▶ [Requirements]:
Please format the records from the line with "Query: wood knot" up to and including the line with "POLYGON ((97 76, 102" as a JSON list of strings, one string per line, with blank lines omitted.

━━━━

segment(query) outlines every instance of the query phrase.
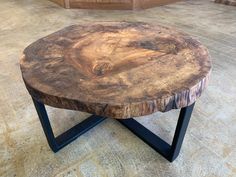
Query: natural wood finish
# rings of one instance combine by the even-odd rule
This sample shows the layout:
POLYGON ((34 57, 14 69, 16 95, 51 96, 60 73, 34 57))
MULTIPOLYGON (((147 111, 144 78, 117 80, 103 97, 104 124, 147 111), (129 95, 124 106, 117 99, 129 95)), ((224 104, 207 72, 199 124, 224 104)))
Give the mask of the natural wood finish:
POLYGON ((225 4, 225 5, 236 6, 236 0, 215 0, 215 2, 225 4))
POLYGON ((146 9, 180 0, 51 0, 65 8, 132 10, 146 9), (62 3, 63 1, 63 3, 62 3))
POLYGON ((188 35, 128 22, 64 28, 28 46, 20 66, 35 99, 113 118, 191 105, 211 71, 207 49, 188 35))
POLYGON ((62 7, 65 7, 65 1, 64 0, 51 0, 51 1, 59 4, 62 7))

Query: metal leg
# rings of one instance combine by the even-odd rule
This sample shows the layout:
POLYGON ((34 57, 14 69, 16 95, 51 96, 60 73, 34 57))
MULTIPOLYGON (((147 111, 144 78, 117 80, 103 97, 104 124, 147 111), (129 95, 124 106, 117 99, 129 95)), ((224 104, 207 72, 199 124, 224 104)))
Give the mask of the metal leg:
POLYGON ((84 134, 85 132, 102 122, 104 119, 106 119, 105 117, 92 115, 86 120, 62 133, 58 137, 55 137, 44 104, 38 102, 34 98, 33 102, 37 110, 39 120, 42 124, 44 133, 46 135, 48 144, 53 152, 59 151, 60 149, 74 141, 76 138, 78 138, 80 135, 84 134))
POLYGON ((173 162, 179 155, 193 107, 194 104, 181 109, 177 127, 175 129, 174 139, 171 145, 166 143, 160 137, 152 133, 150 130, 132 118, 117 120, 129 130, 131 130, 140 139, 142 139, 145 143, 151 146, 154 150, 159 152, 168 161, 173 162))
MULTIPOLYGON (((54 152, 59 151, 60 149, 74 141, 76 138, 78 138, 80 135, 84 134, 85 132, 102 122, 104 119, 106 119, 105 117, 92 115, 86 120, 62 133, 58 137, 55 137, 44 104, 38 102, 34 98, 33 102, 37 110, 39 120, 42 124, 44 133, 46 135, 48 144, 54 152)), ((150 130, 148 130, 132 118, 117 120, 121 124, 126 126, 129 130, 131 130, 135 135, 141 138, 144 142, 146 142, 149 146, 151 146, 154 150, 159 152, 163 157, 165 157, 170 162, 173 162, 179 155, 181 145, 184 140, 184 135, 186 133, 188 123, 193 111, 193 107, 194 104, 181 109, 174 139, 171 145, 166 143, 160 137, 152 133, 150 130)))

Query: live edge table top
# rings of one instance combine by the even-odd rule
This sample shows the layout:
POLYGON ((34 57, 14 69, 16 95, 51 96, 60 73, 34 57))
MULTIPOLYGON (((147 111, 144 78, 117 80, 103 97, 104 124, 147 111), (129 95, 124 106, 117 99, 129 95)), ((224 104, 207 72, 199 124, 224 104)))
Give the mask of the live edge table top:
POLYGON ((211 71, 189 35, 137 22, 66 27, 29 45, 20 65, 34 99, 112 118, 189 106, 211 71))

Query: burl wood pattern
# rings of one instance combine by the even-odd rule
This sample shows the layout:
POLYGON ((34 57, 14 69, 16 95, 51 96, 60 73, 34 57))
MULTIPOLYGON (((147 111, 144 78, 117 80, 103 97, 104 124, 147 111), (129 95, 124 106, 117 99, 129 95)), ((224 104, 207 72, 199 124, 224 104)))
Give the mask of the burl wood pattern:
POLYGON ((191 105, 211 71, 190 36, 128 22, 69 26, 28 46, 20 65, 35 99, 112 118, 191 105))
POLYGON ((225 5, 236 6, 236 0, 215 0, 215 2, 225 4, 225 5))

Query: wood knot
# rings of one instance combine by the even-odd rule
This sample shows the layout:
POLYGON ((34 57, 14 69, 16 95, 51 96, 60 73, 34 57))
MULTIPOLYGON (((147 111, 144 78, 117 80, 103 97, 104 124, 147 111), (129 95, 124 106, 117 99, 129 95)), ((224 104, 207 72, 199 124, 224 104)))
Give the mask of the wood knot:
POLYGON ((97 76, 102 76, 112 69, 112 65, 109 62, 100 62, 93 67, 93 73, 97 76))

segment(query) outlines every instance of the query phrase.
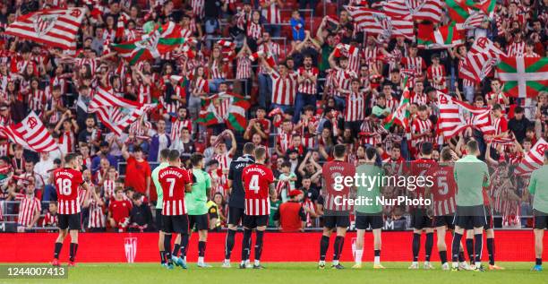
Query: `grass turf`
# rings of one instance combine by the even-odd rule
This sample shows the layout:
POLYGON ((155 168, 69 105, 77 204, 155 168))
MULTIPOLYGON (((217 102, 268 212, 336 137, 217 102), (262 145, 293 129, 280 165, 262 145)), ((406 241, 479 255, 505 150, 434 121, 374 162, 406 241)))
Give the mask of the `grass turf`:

━━━━

▶ [Task response]:
[
  "Query: wood knot",
  "# rings of one instance combine by the even-odd rule",
  "This sample shows the layout:",
  "POLYGON ((34 57, 14 69, 16 95, 51 96, 60 73, 34 57))",
  "MULTIPOLYGON (((147 111, 144 78, 117 80, 103 97, 104 124, 147 111), (129 95, 124 106, 117 99, 129 95)), ((224 104, 207 72, 199 124, 224 104)))",
  "Give the mask of the wood knot:",
  "POLYGON ((97 76, 102 76, 112 69, 112 65, 109 62, 100 62, 93 67, 93 73, 97 76))"
]